Aim >> Update each of the items below by changing "Kindly give" to "Please provide" wherever it occurs, and reproduce the lines with no other changes.

++++ Dataset extract

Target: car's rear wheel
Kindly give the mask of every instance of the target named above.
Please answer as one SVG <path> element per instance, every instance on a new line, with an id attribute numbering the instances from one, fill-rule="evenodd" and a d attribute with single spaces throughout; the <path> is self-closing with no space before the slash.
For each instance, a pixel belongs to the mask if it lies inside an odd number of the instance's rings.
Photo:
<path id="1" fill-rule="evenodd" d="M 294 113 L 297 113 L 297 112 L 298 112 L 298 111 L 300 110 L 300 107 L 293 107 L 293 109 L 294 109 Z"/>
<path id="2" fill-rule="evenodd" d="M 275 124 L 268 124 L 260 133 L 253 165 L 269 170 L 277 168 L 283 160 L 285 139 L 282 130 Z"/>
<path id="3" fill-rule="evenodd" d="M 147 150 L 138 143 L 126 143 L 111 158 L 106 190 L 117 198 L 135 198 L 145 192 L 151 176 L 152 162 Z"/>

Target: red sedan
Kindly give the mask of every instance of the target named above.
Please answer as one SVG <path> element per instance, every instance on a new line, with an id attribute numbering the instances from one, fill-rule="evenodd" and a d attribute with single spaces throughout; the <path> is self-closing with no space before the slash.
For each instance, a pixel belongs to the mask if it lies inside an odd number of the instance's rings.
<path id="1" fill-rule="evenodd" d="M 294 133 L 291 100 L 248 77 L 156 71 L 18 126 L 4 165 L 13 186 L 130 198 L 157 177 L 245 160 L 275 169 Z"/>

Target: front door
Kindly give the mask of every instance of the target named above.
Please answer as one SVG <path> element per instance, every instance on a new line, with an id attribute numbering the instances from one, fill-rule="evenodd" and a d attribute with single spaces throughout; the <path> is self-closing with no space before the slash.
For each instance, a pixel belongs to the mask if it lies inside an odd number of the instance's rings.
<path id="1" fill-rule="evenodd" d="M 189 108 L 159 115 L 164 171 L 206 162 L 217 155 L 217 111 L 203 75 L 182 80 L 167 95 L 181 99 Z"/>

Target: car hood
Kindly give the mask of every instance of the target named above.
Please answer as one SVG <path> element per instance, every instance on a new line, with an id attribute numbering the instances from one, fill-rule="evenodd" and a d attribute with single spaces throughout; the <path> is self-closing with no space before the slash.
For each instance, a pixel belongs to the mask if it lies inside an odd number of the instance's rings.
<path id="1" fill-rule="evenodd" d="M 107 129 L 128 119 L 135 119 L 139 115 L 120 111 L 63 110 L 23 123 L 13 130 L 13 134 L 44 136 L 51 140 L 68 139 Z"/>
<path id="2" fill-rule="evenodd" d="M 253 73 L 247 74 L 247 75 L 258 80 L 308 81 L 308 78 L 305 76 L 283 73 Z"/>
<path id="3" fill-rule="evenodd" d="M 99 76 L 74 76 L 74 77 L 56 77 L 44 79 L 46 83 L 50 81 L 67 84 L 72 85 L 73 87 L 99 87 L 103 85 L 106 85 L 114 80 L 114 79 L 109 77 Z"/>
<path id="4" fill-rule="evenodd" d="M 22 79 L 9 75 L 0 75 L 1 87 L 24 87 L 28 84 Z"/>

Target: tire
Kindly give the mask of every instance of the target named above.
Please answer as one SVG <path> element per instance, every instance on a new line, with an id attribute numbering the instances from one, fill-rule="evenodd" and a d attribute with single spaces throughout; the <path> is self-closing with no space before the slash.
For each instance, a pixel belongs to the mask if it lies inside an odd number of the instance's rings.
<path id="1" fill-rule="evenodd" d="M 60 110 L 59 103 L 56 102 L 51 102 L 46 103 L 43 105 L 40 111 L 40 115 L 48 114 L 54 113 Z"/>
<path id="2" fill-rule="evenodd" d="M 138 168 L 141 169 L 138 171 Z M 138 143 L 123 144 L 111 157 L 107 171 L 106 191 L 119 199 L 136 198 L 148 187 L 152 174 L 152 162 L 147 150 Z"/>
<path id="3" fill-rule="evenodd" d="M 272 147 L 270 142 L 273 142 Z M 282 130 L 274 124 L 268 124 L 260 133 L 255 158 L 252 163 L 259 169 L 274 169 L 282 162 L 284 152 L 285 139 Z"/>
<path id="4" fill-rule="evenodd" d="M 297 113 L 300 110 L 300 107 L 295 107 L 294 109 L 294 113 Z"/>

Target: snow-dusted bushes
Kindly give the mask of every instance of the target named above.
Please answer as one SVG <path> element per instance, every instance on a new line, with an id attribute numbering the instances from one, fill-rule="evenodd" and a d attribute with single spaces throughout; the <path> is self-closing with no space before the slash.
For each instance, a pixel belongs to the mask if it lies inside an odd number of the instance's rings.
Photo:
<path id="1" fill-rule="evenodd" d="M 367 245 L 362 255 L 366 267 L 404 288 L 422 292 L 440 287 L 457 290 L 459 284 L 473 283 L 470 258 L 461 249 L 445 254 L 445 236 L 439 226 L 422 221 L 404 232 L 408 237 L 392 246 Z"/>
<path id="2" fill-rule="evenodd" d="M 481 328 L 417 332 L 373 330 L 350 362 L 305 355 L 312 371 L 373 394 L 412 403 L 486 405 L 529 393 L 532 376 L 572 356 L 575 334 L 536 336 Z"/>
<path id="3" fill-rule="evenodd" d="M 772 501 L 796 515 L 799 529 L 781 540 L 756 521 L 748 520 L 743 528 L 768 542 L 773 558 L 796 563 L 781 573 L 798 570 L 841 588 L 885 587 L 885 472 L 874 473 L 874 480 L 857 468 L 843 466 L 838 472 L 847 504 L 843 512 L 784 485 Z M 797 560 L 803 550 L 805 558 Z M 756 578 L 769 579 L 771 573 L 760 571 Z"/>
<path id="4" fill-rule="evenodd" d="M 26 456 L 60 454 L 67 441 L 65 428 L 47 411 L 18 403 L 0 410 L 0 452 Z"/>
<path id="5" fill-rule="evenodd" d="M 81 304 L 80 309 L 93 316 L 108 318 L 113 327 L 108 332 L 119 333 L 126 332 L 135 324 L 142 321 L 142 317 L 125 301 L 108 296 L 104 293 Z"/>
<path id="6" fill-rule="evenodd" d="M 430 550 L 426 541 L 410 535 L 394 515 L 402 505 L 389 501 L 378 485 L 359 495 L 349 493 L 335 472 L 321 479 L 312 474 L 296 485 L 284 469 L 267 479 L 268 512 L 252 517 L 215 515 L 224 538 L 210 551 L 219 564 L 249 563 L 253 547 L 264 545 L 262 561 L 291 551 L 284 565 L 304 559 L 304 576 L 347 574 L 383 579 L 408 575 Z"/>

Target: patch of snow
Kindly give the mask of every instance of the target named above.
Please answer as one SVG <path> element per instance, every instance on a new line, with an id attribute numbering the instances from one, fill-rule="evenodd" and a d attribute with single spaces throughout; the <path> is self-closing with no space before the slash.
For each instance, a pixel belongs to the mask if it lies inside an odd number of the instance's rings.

++++++++

Exercise result >>
Target: car's rear wheel
Please provide the mask of every instance of the target named above.
Please answer as one SVG <path> element per instance, every instance on a new line, with an id attribute numbering the instances from one, fill-rule="evenodd" and a d attribute with single spaces throughout; the <path> is self-closing with no space before the slash.
For each instance, a pixel belongs to the mask if it lies inside an odd number of the instance's rings.
Photo:
<path id="1" fill-rule="evenodd" d="M 294 113 L 297 113 L 297 112 L 298 112 L 298 111 L 300 110 L 300 107 L 293 107 L 293 109 L 294 109 Z"/>
<path id="2" fill-rule="evenodd" d="M 275 124 L 268 124 L 260 133 L 253 165 L 269 170 L 277 168 L 283 160 L 285 139 L 282 130 Z"/>
<path id="3" fill-rule="evenodd" d="M 147 150 L 138 143 L 126 143 L 111 158 L 106 190 L 117 198 L 135 198 L 145 192 L 151 176 L 152 162 Z"/>

Target: red sedan
Please provide the mask of every instance of the target named above.
Please answer as one SVG <path> element per instance, every instance on a new line, with an id attribute numbering the instances from one, fill-rule="evenodd" and a d attribute with single spaces throughout; the <path> is self-closing with no space before the slash.
For each instance, a pixel belongs to the mask if it lies inside an odd number of the instance's rings.
<path id="1" fill-rule="evenodd" d="M 294 133 L 291 100 L 248 77 L 156 71 L 18 126 L 4 165 L 13 186 L 130 198 L 157 177 L 245 160 L 275 169 Z"/>

Target: front door
Please provide the mask of every instance of the target named above.
Please answer as one SVG <path> element per instance, every instance on a new line, with an id attribute numbering the instances from one, fill-rule="evenodd" and a d attribute with single spaces throughout; the <path> is self-closing with no space before the slash.
For each instance, a pixel belongs to the mask if it lies inside an odd number of the instance's rings.
<path id="1" fill-rule="evenodd" d="M 189 108 L 159 115 L 164 171 L 206 162 L 217 155 L 217 111 L 203 75 L 182 80 L 167 95 L 181 99 Z"/>

Target: car hood
Please provide the mask of every instance of the target named above.
Please answer as one SVG <path> element per instance, every instance on a new line, with an id attribute numbering the instances from one, fill-rule="evenodd" and a d attribute with single spaces throughout; the <path> is self-closing with no space before the slash.
For each instance, a pixel belongs to the mask if it lies inside an odd number of the instance's rings.
<path id="1" fill-rule="evenodd" d="M 107 129 L 128 119 L 135 119 L 139 115 L 120 111 L 63 110 L 23 123 L 13 130 L 13 134 L 44 136 L 51 140 L 68 139 Z"/>
<path id="2" fill-rule="evenodd" d="M 253 73 L 247 74 L 247 75 L 258 80 L 308 81 L 308 78 L 305 76 L 283 73 Z"/>
<path id="3" fill-rule="evenodd" d="M 99 76 L 74 76 L 74 77 L 56 77 L 44 79 L 46 83 L 50 81 L 67 84 L 72 85 L 73 87 L 99 87 L 103 85 L 106 85 L 114 80 L 114 79 L 109 77 Z"/>
<path id="4" fill-rule="evenodd" d="M 22 79 L 9 75 L 0 75 L 1 87 L 24 87 L 28 84 Z"/>

Target: tire
Please provide the mask of every instance of the target named above.
Please answer as one SVG <path> element per instance, every instance on a new line, with an id attribute numbering the instances from one, fill-rule="evenodd" and a d attribute with single spaces throughout; the <path> is self-closing with no space before the slash.
For each instance, a pixel belongs to the mask if it lies inside an odd number of the instance's rings.
<path id="1" fill-rule="evenodd" d="M 60 110 L 59 103 L 56 102 L 51 102 L 46 103 L 43 105 L 40 111 L 40 115 L 48 114 L 54 113 Z"/>
<path id="2" fill-rule="evenodd" d="M 138 168 L 141 169 L 138 171 Z M 138 143 L 123 144 L 111 157 L 107 171 L 106 191 L 119 199 L 136 198 L 148 187 L 152 174 L 152 162 L 147 150 Z"/>
<path id="3" fill-rule="evenodd" d="M 272 147 L 270 142 L 273 142 Z M 282 130 L 274 124 L 268 124 L 260 133 L 255 158 L 252 163 L 259 169 L 274 169 L 282 162 L 284 152 L 285 139 Z"/>
<path id="4" fill-rule="evenodd" d="M 297 113 L 300 110 L 300 107 L 295 107 L 294 109 L 294 113 Z"/>

Target: snow-dusted bushes
Please provide the mask of every instance of the target named above.
Please answer as one SVG <path> element per instance, every instance on a new line, with an id attribute numbering the instances from one, fill-rule="evenodd" and a d attribute with single spaces throughout; the <path> is self-closing with no space before the slash.
For each instance, a pixel belongs to the mask if it lies inside an odd number of the instance's rings.
Photo:
<path id="1" fill-rule="evenodd" d="M 367 245 L 362 255 L 366 267 L 404 288 L 422 292 L 440 287 L 457 290 L 459 284 L 473 283 L 470 258 L 461 249 L 445 254 L 445 236 L 439 226 L 422 221 L 404 232 L 408 237 L 392 246 Z"/>
<path id="2" fill-rule="evenodd" d="M 481 328 L 417 332 L 373 330 L 350 362 L 305 355 L 312 371 L 373 394 L 412 403 L 486 405 L 529 393 L 532 376 L 572 356 L 575 334 L 536 336 Z"/>
<path id="3" fill-rule="evenodd" d="M 772 501 L 796 515 L 799 529 L 781 540 L 756 521 L 748 520 L 743 528 L 768 542 L 773 558 L 796 563 L 781 573 L 798 570 L 841 588 L 885 587 L 885 472 L 874 473 L 874 480 L 857 468 L 843 466 L 838 472 L 847 504 L 843 512 L 784 485 Z M 797 560 L 803 550 L 805 558 Z M 756 578 L 769 579 L 771 573 L 760 571 Z"/>
<path id="4" fill-rule="evenodd" d="M 26 456 L 60 454 L 67 441 L 65 428 L 47 411 L 18 403 L 0 410 L 0 452 Z"/>
<path id="5" fill-rule="evenodd" d="M 81 304 L 80 309 L 93 316 L 108 318 L 113 327 L 108 332 L 119 333 L 126 332 L 135 324 L 142 321 L 142 317 L 125 301 L 108 296 L 104 293 Z"/>
<path id="6" fill-rule="evenodd" d="M 430 550 L 426 541 L 410 535 L 394 515 L 402 505 L 389 501 L 378 485 L 359 495 L 349 493 L 335 472 L 321 479 L 312 474 L 296 485 L 284 469 L 267 479 L 268 512 L 252 517 L 215 515 L 224 538 L 210 551 L 219 564 L 249 563 L 253 547 L 264 545 L 262 561 L 291 551 L 284 565 L 304 559 L 304 576 L 347 574 L 383 579 L 408 575 Z"/>

Target: patch of snow
Please provide the mask of every instance of the target named above.
Please answer as one SVG <path> element per instance, every instance on a new line, with an id attribute numbering the instances from one, fill-rule="evenodd" and a d attribute with single spaces throughout; the <path> is self-closing with no space before the slash.
For each instance, a pixel belongs to the mask if it lies inside an odd number of the instance's rings.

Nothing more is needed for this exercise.